Required work:
Rewrite the items below with every "instance" switched to "occurrence", leaving everything else unchanged.

□ □ □ □

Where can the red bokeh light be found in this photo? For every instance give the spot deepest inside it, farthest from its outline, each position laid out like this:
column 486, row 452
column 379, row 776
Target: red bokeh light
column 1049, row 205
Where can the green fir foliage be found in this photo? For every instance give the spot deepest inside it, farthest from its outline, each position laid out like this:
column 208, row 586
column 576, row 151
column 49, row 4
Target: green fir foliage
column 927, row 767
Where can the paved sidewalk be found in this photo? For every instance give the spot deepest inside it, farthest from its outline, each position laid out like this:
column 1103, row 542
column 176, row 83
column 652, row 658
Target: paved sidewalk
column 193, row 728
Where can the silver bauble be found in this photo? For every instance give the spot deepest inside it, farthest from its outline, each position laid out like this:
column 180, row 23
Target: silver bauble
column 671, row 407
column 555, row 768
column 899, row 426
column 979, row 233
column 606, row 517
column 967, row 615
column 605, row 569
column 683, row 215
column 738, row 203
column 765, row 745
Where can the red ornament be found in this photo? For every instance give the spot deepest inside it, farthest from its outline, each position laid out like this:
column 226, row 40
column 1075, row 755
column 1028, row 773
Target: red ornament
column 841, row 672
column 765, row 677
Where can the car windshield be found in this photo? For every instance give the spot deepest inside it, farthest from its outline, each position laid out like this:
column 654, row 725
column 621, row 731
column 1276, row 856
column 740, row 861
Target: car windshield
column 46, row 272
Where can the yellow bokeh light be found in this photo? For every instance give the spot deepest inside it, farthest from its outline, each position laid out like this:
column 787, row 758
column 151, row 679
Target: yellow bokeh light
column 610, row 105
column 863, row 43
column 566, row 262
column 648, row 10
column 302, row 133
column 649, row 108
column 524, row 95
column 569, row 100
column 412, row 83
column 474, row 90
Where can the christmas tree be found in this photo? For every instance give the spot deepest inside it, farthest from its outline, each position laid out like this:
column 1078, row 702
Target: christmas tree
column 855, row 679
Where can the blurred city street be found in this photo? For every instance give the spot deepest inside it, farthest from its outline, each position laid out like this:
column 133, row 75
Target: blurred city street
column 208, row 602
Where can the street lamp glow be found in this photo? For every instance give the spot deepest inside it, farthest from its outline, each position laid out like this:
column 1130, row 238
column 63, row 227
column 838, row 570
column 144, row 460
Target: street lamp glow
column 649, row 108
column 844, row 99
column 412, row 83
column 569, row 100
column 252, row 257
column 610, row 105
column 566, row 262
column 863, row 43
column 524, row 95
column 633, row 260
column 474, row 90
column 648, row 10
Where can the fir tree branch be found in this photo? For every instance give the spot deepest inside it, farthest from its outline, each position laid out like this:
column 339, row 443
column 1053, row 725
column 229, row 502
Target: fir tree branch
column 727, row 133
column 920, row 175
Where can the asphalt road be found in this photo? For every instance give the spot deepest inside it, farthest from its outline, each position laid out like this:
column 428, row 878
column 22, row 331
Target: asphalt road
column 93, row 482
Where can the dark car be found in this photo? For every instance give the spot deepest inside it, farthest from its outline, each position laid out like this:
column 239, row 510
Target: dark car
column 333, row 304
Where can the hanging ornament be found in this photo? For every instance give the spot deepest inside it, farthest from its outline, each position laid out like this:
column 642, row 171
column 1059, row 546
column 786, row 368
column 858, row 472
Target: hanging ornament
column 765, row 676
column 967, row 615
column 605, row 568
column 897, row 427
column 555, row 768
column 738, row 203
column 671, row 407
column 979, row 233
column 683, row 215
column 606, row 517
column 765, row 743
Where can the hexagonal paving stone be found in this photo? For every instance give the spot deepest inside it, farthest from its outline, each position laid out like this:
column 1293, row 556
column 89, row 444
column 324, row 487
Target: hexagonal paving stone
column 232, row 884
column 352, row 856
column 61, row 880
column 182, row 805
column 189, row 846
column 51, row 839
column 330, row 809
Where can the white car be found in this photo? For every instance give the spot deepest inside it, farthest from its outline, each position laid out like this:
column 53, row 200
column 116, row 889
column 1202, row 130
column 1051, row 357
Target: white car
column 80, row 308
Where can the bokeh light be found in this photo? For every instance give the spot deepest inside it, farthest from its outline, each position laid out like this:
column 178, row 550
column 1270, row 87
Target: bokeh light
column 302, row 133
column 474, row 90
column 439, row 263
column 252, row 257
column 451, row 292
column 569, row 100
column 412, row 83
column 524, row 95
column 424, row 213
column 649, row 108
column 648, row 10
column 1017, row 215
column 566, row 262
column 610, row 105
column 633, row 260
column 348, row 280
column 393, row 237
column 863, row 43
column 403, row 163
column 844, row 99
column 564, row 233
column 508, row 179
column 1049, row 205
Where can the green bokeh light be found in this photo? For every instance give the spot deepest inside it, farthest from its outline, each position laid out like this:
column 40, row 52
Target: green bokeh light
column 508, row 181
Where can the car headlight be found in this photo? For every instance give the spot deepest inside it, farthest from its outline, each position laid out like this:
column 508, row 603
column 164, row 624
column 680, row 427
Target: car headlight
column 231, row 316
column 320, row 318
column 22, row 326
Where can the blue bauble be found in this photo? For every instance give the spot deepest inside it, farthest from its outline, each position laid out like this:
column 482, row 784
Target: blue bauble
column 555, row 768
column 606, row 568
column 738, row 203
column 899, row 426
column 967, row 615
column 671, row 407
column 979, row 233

□ □ □ □

Exercise output:
Where can the red bokeh light be found in this photo? For every occurrence give the spot deepest inside it, farthest from its outline, each position laid out like this:
column 486, row 452
column 379, row 776
Target: red bokeh light
column 1049, row 205
Where can the green fir foliage be found in this photo? For every occurrence give the spot deepest inside it, farthest from its outline, each position laid out like this:
column 208, row 586
column 576, row 151
column 49, row 4
Target: green fir foliage
column 927, row 767
Where can the paved sidewalk be found in this photo? For every occurrence give the spot deepest inside it, farthest from its outline, each position laid out like this:
column 1103, row 542
column 176, row 83
column 652, row 658
Target: paved sidewalk
column 193, row 728
Where can the silver bauble be found in this photo? For every occurrence give the spot deepest inside it, farthest from its outline, each position laid out like this:
column 180, row 23
Target: silver bauble
column 671, row 407
column 555, row 768
column 899, row 426
column 979, row 233
column 606, row 517
column 967, row 615
column 605, row 569
column 683, row 215
column 738, row 203
column 765, row 745
Where can the red ornament be found in this photo? For every occurrence give the spot deepest inside it, farthest from its outline, each position laid out like this:
column 226, row 40
column 1075, row 755
column 1028, row 773
Target: red ornament
column 841, row 672
column 765, row 677
Where can the car windshield be found in this photo? For every occurrence give the spot deepest inside it, farthest from its outline, each position laid out like this:
column 654, row 725
column 621, row 731
column 1276, row 856
column 740, row 861
Target: car windshield
column 46, row 272
Where can the yellow bokeh light be found in this photo? For every occurrence give the spot deepest inside it, farthest from its outline, each position laid out like this:
column 787, row 758
column 151, row 679
Target: yellow bokeh light
column 610, row 105
column 863, row 43
column 566, row 262
column 648, row 10
column 302, row 133
column 649, row 108
column 524, row 95
column 569, row 100
column 412, row 83
column 474, row 90
Where can the christmas tree be found in this photo? For every occurrence give the spot deepest inside it, farthest from its outline, each position laid out like this:
column 1078, row 702
Target: christmas tree
column 855, row 679
Where can the blurred city street be found in this photo? For every occurrence give the spot deepest inside it, farthest from its outline, each position laid out like this:
column 133, row 75
Target: blurred city street
column 208, row 602
Where can the street lamp glow be found in this photo? For every occurrence give the spot deepest inside it, farthest from its outline, each position laid out like this:
column 1130, row 238
column 63, row 227
column 838, row 570
column 144, row 460
Target: street lamp glow
column 649, row 108
column 844, row 99
column 412, row 83
column 569, row 100
column 252, row 257
column 610, row 105
column 566, row 262
column 863, row 43
column 524, row 95
column 633, row 260
column 474, row 90
column 648, row 10
Where can the fir tree branch be found in this photo? For every occurrence give the spot deepest inside it, farthest from its outline, each position laid out like this:
column 339, row 443
column 1053, row 725
column 229, row 502
Target: fir tree branch
column 727, row 133
column 920, row 175
Where can the asphalt road be found in this photo? For every occurrence give the spot deepest inside it, farthest from its outline, each position laid out like this:
column 428, row 878
column 22, row 331
Target: asphalt road
column 93, row 482
Where can the dark car be found in this photo? For every occurrence give the spot deepest inside it, farthest from its outline, each position laid out like this:
column 239, row 510
Target: dark car
column 333, row 304
Where can the hanging ornament be found in this photo? For every occurrence give the spot deepest inside it, farthest from its outline, each position laid out like this:
column 642, row 171
column 1059, row 546
column 786, row 368
column 858, row 472
Target: hanging ornament
column 765, row 676
column 967, row 615
column 605, row 568
column 897, row 427
column 555, row 768
column 738, row 203
column 671, row 407
column 979, row 233
column 683, row 215
column 606, row 517
column 765, row 743
Where can the hexagonal paving stone be found in this photo? For every occurrence give the spot deepest inside it, farthest from its outline, each position laid out like this:
column 1293, row 556
column 89, row 444
column 324, row 487
Target: hexagonal paving stone
column 232, row 884
column 352, row 856
column 61, row 880
column 182, row 805
column 189, row 846
column 51, row 839
column 330, row 809
Where can the white car be found in this photo? For every occurrence give the spot deepest inside it, farthest from its outline, each position laid out like this:
column 53, row 200
column 116, row 889
column 1202, row 130
column 1051, row 357
Target: white car
column 80, row 308
Where can the bokeh light be found in this photo? For every occurrence give the spot deepest inside it, farthest from its outline, each position laid out like this:
column 178, row 550
column 1270, row 87
Target: bokeh light
column 302, row 133
column 474, row 90
column 439, row 263
column 252, row 257
column 451, row 292
column 569, row 100
column 412, row 83
column 524, row 95
column 424, row 213
column 649, row 108
column 648, row 10
column 1017, row 215
column 566, row 262
column 610, row 105
column 633, row 260
column 348, row 280
column 393, row 237
column 863, row 43
column 403, row 163
column 844, row 99
column 564, row 233
column 508, row 179
column 1049, row 205
Where can the green bokeh light be found in this photo? For every occurrence give the spot deepest inside it, farthest from its outline, each position laid out like this:
column 40, row 52
Target: green bokeh light
column 508, row 181
Where can the car headlight be found in this photo? For every occurrence give the spot deepest inside it, farthest from its outline, each position laid out like this:
column 508, row 603
column 164, row 624
column 680, row 427
Target: car headlight
column 231, row 316
column 320, row 318
column 22, row 326
Where can the blue bauble be found in this photo? For every occurrence give the spot deepest inside it, farthest from its outline, each position laid out like this:
column 482, row 784
Target: blue bauble
column 555, row 768
column 606, row 568
column 738, row 203
column 899, row 426
column 967, row 615
column 671, row 407
column 979, row 233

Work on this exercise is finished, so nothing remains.